## start Source material

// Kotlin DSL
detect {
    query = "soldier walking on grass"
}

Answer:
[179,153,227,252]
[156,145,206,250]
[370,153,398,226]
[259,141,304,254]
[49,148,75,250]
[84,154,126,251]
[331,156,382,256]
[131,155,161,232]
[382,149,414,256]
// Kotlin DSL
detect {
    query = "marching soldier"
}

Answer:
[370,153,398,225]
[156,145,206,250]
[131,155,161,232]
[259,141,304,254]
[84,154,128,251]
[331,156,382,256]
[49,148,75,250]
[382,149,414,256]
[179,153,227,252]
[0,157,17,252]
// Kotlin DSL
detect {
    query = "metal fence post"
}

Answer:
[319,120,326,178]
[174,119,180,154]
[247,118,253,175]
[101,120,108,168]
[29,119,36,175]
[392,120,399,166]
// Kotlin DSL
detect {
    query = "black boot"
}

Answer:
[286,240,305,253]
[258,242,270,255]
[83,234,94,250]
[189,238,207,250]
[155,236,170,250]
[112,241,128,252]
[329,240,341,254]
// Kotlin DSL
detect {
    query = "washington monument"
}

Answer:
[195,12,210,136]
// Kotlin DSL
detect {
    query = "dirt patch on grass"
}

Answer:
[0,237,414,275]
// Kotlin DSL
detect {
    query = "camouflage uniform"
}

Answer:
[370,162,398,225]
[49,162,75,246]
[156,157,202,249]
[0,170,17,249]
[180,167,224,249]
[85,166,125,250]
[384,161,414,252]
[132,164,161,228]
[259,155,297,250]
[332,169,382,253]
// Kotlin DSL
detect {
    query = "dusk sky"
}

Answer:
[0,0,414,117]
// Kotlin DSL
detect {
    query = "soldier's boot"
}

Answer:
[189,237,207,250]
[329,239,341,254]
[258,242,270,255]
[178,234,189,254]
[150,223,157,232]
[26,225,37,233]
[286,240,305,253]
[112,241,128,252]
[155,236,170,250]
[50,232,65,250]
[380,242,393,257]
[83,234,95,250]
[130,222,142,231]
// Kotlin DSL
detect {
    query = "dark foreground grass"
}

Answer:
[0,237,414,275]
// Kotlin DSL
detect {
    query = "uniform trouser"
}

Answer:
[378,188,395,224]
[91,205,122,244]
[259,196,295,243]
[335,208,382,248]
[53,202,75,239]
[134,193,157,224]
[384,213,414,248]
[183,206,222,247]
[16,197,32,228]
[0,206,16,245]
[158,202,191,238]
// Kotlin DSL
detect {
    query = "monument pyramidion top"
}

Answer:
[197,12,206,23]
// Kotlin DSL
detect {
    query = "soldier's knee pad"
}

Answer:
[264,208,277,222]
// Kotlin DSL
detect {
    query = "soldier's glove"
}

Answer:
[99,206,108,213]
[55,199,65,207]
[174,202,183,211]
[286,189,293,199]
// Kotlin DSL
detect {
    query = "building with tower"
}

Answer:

## end Source material

Work required
Collect every line of the records above that contains the string "monument". Treat uppercase and lowercase as different.

Solution to the exercise
    query = "washington monument"
    query = "monument pyramidion top"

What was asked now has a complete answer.